**Items:**
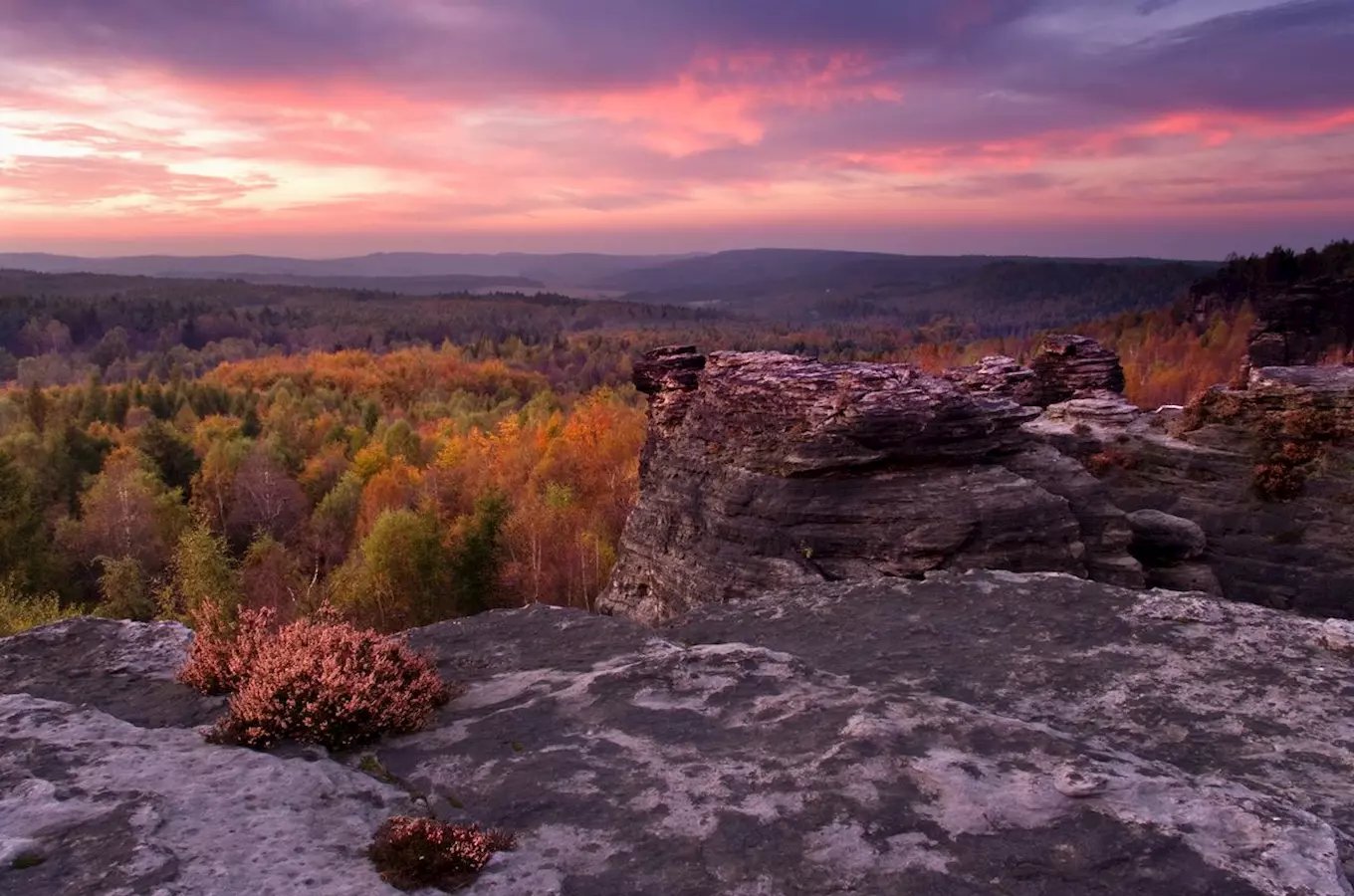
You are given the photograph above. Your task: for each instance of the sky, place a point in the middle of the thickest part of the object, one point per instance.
(324, 127)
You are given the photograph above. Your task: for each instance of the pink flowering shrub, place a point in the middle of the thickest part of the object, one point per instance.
(317, 680)
(412, 853)
(222, 654)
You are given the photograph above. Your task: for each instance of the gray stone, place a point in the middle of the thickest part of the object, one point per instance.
(1161, 539)
(767, 470)
(977, 733)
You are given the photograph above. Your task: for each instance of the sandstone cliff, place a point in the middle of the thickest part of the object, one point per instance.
(766, 470)
(967, 735)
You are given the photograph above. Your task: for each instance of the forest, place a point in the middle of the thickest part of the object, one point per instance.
(409, 459)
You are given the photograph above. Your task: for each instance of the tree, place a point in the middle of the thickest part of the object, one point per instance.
(23, 545)
(477, 557)
(273, 578)
(128, 512)
(401, 574)
(335, 520)
(202, 575)
(171, 452)
(123, 590)
(264, 498)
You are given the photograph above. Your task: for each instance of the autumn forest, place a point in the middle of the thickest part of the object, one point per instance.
(165, 443)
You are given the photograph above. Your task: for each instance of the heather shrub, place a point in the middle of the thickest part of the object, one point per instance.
(412, 853)
(316, 680)
(224, 650)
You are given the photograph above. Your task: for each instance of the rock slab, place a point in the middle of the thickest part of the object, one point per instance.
(971, 734)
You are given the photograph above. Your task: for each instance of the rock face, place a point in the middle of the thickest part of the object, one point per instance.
(969, 735)
(1075, 367)
(768, 470)
(1304, 325)
(1266, 473)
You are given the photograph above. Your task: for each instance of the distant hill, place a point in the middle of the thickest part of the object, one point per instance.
(572, 270)
(999, 294)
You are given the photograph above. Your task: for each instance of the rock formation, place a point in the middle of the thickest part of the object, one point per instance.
(1264, 471)
(767, 470)
(970, 734)
(1304, 325)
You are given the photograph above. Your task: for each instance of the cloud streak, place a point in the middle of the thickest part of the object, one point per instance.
(529, 116)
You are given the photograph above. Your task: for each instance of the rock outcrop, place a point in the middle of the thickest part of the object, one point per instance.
(768, 470)
(1264, 471)
(1304, 325)
(967, 735)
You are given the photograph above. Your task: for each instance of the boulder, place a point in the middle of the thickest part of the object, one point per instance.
(1264, 471)
(1161, 539)
(969, 734)
(1303, 325)
(1068, 365)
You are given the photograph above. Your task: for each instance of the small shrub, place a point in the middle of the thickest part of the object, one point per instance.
(1278, 481)
(319, 681)
(412, 853)
(224, 652)
(1109, 459)
(21, 610)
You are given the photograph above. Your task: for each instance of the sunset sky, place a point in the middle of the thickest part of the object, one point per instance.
(317, 127)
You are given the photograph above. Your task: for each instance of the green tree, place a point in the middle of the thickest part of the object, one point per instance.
(123, 590)
(128, 512)
(171, 452)
(401, 574)
(22, 609)
(202, 572)
(478, 557)
(25, 553)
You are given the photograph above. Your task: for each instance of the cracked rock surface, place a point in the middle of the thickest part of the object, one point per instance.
(970, 734)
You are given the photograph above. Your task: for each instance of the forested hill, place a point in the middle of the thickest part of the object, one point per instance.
(417, 458)
(1000, 296)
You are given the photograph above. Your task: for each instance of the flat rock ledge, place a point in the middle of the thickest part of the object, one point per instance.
(969, 734)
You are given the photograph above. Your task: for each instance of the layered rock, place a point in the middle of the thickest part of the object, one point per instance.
(768, 470)
(971, 734)
(1068, 365)
(1264, 471)
(1304, 325)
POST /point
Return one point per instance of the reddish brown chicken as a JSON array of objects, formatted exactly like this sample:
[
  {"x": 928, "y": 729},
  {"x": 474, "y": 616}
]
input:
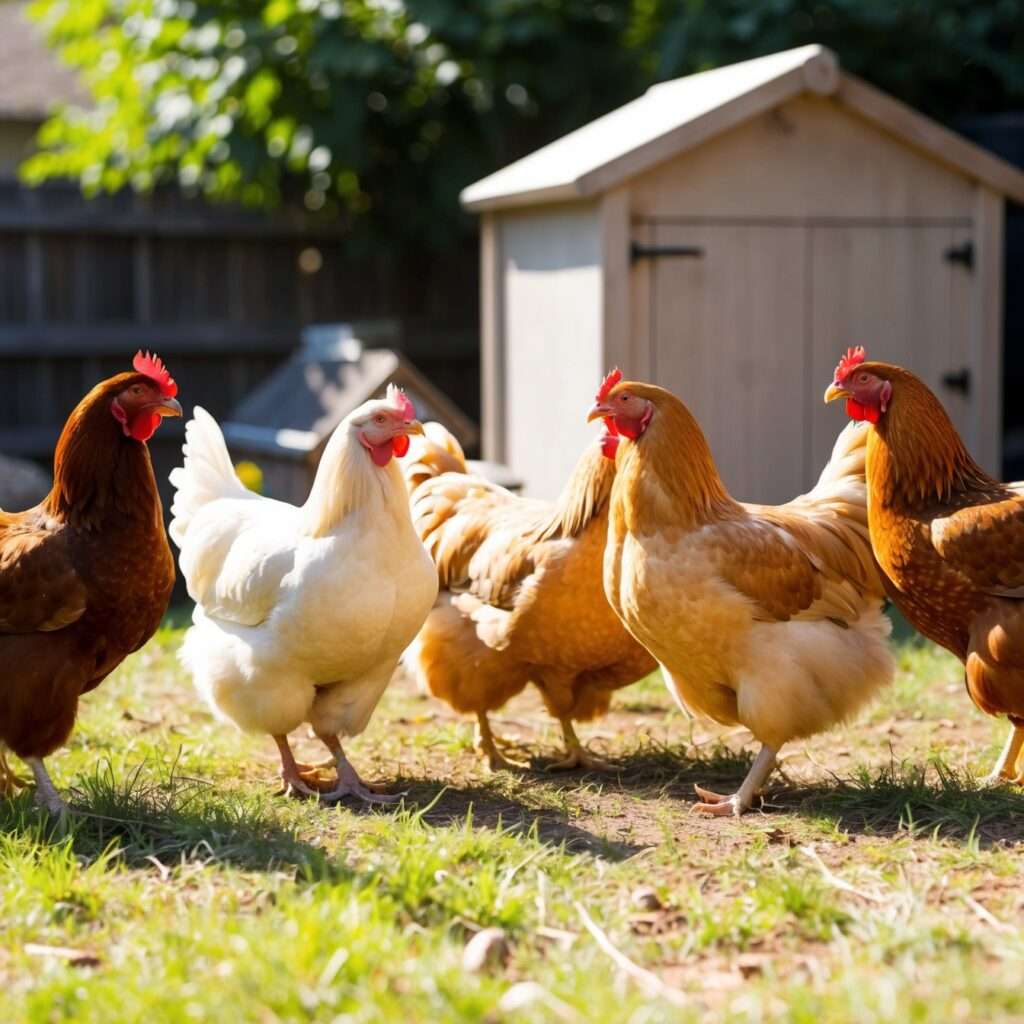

**Problem statement:** Please state how many lines of the records above contain the string "hill", treating uppercase and lowercase as different, and give only the number.

**Correct answer:** 2